• Work instructions: Retype the records below without changing a single character.

==== Records shown

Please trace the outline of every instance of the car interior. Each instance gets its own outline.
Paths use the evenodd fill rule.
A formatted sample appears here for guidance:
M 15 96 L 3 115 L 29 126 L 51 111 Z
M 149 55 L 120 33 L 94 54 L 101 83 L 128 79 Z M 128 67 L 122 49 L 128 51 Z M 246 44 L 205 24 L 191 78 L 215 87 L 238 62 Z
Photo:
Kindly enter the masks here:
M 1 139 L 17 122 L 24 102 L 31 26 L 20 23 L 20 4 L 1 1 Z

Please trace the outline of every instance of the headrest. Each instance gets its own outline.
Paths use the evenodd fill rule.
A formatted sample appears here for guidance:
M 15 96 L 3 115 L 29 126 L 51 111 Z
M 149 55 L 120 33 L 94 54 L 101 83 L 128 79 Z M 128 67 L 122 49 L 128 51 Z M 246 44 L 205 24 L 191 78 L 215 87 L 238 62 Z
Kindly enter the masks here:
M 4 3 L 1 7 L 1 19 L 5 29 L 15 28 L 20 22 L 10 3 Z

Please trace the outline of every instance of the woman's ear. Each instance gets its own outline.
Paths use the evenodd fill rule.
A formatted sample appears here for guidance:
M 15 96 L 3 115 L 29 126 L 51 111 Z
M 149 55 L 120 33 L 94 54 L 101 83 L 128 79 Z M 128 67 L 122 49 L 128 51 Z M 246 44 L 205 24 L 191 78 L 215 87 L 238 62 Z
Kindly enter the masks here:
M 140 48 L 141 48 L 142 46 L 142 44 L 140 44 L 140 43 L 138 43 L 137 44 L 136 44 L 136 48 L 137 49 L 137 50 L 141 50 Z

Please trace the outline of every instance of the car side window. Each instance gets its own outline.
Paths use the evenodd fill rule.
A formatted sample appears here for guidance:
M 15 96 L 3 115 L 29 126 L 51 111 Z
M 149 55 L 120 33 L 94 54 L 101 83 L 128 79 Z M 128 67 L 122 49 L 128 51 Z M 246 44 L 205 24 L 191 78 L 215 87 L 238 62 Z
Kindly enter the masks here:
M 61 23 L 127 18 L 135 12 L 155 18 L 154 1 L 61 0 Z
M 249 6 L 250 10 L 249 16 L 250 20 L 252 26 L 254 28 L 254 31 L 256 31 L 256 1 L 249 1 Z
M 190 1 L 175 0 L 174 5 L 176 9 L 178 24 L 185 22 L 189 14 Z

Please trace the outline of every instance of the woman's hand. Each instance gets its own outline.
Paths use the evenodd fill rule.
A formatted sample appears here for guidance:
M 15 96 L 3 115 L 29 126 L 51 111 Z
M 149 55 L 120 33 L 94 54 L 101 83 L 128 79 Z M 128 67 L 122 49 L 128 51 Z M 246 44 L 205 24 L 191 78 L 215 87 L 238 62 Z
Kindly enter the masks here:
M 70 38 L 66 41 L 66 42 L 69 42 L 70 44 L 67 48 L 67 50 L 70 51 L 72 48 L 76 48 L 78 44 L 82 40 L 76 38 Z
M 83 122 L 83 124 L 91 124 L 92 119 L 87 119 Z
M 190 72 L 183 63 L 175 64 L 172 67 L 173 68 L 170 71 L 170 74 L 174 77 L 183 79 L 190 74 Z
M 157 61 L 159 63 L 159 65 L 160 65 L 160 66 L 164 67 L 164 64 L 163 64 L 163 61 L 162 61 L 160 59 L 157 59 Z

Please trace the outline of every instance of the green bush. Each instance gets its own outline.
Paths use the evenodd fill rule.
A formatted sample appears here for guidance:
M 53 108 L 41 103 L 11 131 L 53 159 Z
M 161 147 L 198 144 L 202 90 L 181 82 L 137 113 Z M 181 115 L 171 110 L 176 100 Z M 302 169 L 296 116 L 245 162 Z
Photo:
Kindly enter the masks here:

========

• Finished answer:
Please trace the outline of every instance of the car interior. Each instance gets its own outline.
Paths use the evenodd fill rule.
A formatted sample appears here for guidance:
M 15 96 L 3 115 L 29 126 L 51 111 Z
M 149 55 L 120 33 L 94 54 L 101 83 L 128 79 Z M 128 67 L 122 49 L 128 51 Z M 246 44 L 205 24 L 191 78 L 215 87 L 238 62 Z
Photo:
Kindly enter the masks here:
M 1 139 L 17 122 L 24 102 L 31 26 L 20 23 L 20 4 L 1 1 Z

Please trace the outline of every instance of the headrest. Each instance gets its own outline.
Paths use the evenodd fill rule.
A formatted sample appears here for guidance:
M 15 96 L 3 115 L 29 126 L 51 111 Z
M 149 55 L 120 33 L 94 54 L 101 83 L 128 79 Z M 128 67 L 122 49 L 128 51 Z M 246 44 L 205 24 L 191 78 L 215 87 L 238 62 Z
Kindly enter the masks here:
M 4 3 L 1 7 L 1 19 L 5 29 L 15 28 L 20 22 L 10 3 Z

Please trace the outline of every instance of the woman's ear. Each instance gets its own outline.
Paths use the evenodd fill rule.
A formatted sample appears here for guidance:
M 15 96 L 3 115 L 29 126 L 51 111 Z
M 149 55 L 120 33 L 94 54 L 101 83 L 128 79 Z M 128 67 L 122 49 L 128 51 Z M 246 44 L 205 24 L 191 78 L 215 87 L 238 62 Z
Kindly enter the masks here:
M 140 48 L 141 48 L 142 46 L 142 44 L 140 44 L 140 43 L 138 43 L 137 44 L 136 44 L 136 48 L 137 49 L 137 50 L 141 50 Z

Please trace the outline of every instance of the car side window. Each instance gets its own outline.
Paths use the evenodd fill rule.
A formatted sample appears here for guidance:
M 15 96 L 3 115 L 29 126 L 51 111 Z
M 149 55 L 120 33 L 94 54 L 101 83 L 128 79 Z M 128 67 L 122 49 L 128 51 Z M 246 44 L 205 24 L 191 78 L 215 87 L 238 62 Z
Kindly enter the masks here:
M 61 23 L 127 18 L 135 12 L 155 18 L 154 1 L 61 0 Z
M 249 6 L 250 10 L 249 16 L 250 20 L 252 26 L 254 28 L 254 31 L 256 31 L 256 1 L 249 1 Z
M 190 1 L 175 0 L 174 5 L 176 9 L 178 24 L 185 22 L 189 14 Z

Please trace the outline of every instance of the woman's hand. Each instance gets its own outline.
Paths use the evenodd fill rule.
A formatted sample appears here for guidance:
M 15 96 L 3 115 L 29 126 L 51 111 Z
M 149 55 L 120 33 L 94 54 L 101 83 L 128 79 Z M 128 67 L 122 49 L 128 51 Z M 246 44 L 205 24 L 191 78 L 215 87 L 238 62 Z
Kindly enter the masks here:
M 70 38 L 66 41 L 66 42 L 69 42 L 70 44 L 67 48 L 67 50 L 70 51 L 72 48 L 76 48 L 78 44 L 82 40 L 76 38 Z
M 83 122 L 83 124 L 91 124 L 92 119 L 87 119 Z
M 190 72 L 183 63 L 175 64 L 172 67 L 173 68 L 170 71 L 170 74 L 174 77 L 183 79 L 190 74 Z
M 157 61 L 159 63 L 159 65 L 160 65 L 160 66 L 164 67 L 164 64 L 163 64 L 163 61 L 162 61 L 160 59 L 157 59 Z

Please trace the outline of every instance of the green bush. Each instance gets its own outline.
Paths use the evenodd fill rule.
A formatted sample appears here for guidance:
M 53 108 L 41 103 L 11 131 L 53 159 Z
M 161 147 L 198 144 L 202 90 L 181 82 L 137 113 Z M 181 115 L 171 110 L 176 100 Z M 302 169 L 296 116 L 245 162 Z
Photo:
Kindly enter the masks here:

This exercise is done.